━━━ Records shown
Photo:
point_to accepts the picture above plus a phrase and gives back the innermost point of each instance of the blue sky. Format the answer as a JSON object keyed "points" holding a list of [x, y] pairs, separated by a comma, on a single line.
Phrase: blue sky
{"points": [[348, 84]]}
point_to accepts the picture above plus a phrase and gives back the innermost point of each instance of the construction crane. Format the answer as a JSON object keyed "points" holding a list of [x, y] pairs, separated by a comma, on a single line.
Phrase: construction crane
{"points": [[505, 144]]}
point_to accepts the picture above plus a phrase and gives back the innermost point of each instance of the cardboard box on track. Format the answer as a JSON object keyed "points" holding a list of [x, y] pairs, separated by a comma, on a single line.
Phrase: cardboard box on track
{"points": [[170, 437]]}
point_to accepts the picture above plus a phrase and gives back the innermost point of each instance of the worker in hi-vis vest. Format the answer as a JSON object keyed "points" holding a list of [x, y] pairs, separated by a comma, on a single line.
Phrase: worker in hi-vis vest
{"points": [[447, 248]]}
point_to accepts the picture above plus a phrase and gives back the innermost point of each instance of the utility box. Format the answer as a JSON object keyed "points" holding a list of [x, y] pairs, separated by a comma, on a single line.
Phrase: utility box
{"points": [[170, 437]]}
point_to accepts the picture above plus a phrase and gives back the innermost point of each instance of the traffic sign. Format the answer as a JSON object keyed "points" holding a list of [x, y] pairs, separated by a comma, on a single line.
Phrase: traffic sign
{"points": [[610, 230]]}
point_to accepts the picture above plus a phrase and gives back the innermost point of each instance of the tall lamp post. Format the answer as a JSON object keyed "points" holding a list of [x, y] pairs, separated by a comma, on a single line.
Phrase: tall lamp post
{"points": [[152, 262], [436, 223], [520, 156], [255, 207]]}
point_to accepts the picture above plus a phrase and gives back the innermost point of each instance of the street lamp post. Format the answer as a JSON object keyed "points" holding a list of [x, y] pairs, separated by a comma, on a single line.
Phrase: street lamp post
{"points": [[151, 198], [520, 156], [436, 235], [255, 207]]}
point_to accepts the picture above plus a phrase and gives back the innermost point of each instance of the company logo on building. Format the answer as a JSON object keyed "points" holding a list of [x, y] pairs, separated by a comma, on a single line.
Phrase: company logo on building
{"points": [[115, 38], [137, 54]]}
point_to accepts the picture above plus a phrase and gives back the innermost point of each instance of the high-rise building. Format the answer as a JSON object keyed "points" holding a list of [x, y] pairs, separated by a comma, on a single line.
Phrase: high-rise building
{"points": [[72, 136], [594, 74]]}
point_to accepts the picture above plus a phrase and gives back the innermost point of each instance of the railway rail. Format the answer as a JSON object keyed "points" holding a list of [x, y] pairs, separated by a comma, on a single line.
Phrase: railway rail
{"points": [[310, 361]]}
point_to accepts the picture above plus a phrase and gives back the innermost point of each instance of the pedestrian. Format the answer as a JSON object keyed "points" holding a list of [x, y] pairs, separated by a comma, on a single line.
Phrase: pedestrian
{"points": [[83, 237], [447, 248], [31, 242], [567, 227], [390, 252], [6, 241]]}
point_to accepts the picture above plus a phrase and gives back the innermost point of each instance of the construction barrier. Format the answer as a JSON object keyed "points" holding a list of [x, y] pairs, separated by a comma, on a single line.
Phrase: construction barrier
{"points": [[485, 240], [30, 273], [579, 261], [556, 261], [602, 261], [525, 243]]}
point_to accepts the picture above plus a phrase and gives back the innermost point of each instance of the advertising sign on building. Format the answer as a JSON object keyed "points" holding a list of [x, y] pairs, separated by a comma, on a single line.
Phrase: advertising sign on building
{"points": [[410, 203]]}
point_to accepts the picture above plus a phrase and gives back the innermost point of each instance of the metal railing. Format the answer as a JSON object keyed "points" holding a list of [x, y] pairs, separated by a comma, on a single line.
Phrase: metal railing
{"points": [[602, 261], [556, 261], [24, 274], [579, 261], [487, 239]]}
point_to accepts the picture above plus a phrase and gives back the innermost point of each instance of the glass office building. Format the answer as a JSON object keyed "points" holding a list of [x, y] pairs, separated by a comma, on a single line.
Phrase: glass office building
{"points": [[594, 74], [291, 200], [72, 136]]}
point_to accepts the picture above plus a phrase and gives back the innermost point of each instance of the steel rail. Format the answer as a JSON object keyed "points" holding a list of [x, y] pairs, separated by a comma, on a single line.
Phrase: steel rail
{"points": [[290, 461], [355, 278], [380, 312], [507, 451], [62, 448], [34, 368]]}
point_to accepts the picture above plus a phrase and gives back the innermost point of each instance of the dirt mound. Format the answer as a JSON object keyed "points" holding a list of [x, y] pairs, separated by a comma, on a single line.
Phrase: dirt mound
━━━━━━
**What to produce:** Put every line of the rows above into a Markdown table with the columns Number and Line, giving each line its number and leaving out blank lines.

**Response to the exercise:**
| Number | Line |
|---|---|
| 1 | Photo: |
| 2 | point_to accepts the picture above plus a phrase and gives back the innermost point of each instance of the blue sky. Format the answer as a JSON object keyed "points" holding a list of [x, y] pairs, separated by a comma, on a single line. |
| 3 | Phrase: blue sky |
| 4 | {"points": [[348, 84]]} |
| 5 | point_to accepts the picture above plus a phrase and gives back the innermost point of each instance of the construction crane. Format the answer as a JSON object keyed "points" holding a list of [x, y] pairs, separated by a comma, on a single line. |
| 6 | Phrase: construction crane |
| 7 | {"points": [[505, 144]]} |
| 8 | point_to accepts the picture above plus a phrase and gives back the innermost point of each instance of the cardboard box on track. Format the answer as a JSON object keyed "points" holding a list of [x, y] pairs, separated by a comma, on a single line. |
| 9 | Phrase: cardboard box on track |
| 10 | {"points": [[170, 437]]} |
| 11 | point_to accepts the picture above plus a phrase and gives back the innermost point of each instance of the worker in hi-vis vest. Format the answer as a JSON object keyed "points" holding a list of [x, y] pairs, separated by a comma, on a single line. |
| 12 | Phrase: worker in hi-vis vest |
| 13 | {"points": [[447, 248]]} |
| 14 | point_to accepts the picture above plus a phrase and gives back the innermost point of each instance of the utility box. Format the answer as a JSON object keyed "points" holding a list of [x, y] pairs, separated by a comma, on a single line. |
| 15 | Phrase: utility box |
| 16 | {"points": [[170, 437]]} |
| 17 | point_to accepts the picture above plus a phrase and gives back the innermost point of each instance of the traffic sign. Format the answer as a JSON object keyed "points" holding a list of [x, y] pairs, separated by a comma, on a single line. |
| 18 | Phrase: traffic sign |
| 19 | {"points": [[610, 230]]} |
| 20 | point_to accepts the picture above plus a phrase and gives back the innermost point of each instance of the tall lamp post. Format the answer as a JSON object keyed "points" holding a list of [x, y] pairs, separated by a comma, on a single line. |
| 21 | Phrase: tall lamp post |
| 22 | {"points": [[152, 262], [436, 223], [520, 156], [255, 207]]} |
| 23 | point_to accepts the picture above plus a phrase and gives back the innermost point of each instance of the street lamp post. Format the answer as a JSON object keyed "points" holding a list of [x, y] pairs, separated by a comma, on a single line. |
| 24 | Phrase: street lamp post |
| 25 | {"points": [[151, 198], [520, 156], [436, 235], [255, 207]]} |
| 26 | point_to accepts the picture above plus a phrase and gives back the innermost point of each instance of the company logo on building. Format the answer as a JSON object keyed "points" holding a list of [x, y] pairs, separated by a comma, on a single line. |
| 27 | Phrase: company logo on building |
| 28 | {"points": [[115, 38], [137, 54]]} |
| 29 | point_to accepts the picture above plus a phrase and gives back the innermost point of each instance of the high-rise building. Format the answer as a JSON object keyed "points" holding a list of [x, y] pairs, separated by a comma, on a single line. |
| 30 | Phrase: high-rise building |
| 31 | {"points": [[72, 136], [594, 74]]} |
| 32 | point_to accepts the picture above plus a phrase and gives back the innermost point of each instance of the railway rail. Format the answer as a JSON object keyed "points" holding a list of [x, y] pairs, separated by a comma, on a single line. |
| 33 | Phrase: railway rail |
| 34 | {"points": [[310, 361]]} |
| 35 | point_to accepts the picture above plus a phrase and gives back the innermost point of each instance of the pedestrian. Format the answer as a JSON object keyed "points" holding a list of [x, y] pairs, separated by a comma, on a single line. |
| 36 | Phrase: pedestrian |
| 37 | {"points": [[83, 237], [447, 248], [31, 242], [567, 227], [390, 252], [6, 241]]} |
| 38 | point_to accepts the picture above plus a phrase and gives back the innermost point of each instance of the construction barrier. Format the answer as a JSON object keyed "points" holding a list of [x, y] pairs, separated by a comma, on a single line. |
| 39 | Phrase: construction barrier |
| 40 | {"points": [[485, 240], [30, 273], [579, 261], [556, 261], [602, 261], [525, 243]]} |
| 41 | point_to accepts the picture above plus a phrase and gives back the innermost point of each instance of the advertising sign on building. Format the answer as a JSON object keyed "points" holding a list of [x, y] pairs, separated by a comma, on a single line. |
| 42 | Phrase: advertising sign on building |
| 43 | {"points": [[410, 203]]} |
| 44 | point_to accepts the picture above plus a phrase and gives back the innermost point of each instance of the metal railing. Format the answer as a JSON object keyed "points" holding a list of [x, y] pairs, separated by a comma, on a single line. |
| 45 | Phrase: metal railing |
| 46 | {"points": [[602, 261], [556, 261], [24, 274], [579, 261], [487, 239]]} |
| 47 | point_to accepts the picture above plus a phrase and gives back the innermost point of each instance of the glass office building. Format the answer as a JSON object keyed "points" holding a list of [x, y] pairs, separated by a comma, on a single line. |
| 48 | Phrase: glass office building |
| 49 | {"points": [[594, 74], [291, 200], [72, 136]]} |
| 50 | point_to accepts the picture above plus a phrase and gives back the innermost point of each instance of the steel rail. Format the answer as a JSON object keyed "points" holding a list of [x, y] pairs, separated by a comma, on a single line. |
| 51 | Phrase: steel rail |
| 52 | {"points": [[290, 461], [355, 278], [380, 312], [507, 451], [62, 448], [34, 368]]} |
| 53 | point_to accepts the picture above plus a phrase and gives back the innermost point of each instance of the dirt mound. Format the answer as a JSON object keyed "points" holding a list of [x, y] pairs, separated by a comma, on a single line. |
| 54 | Phrase: dirt mound |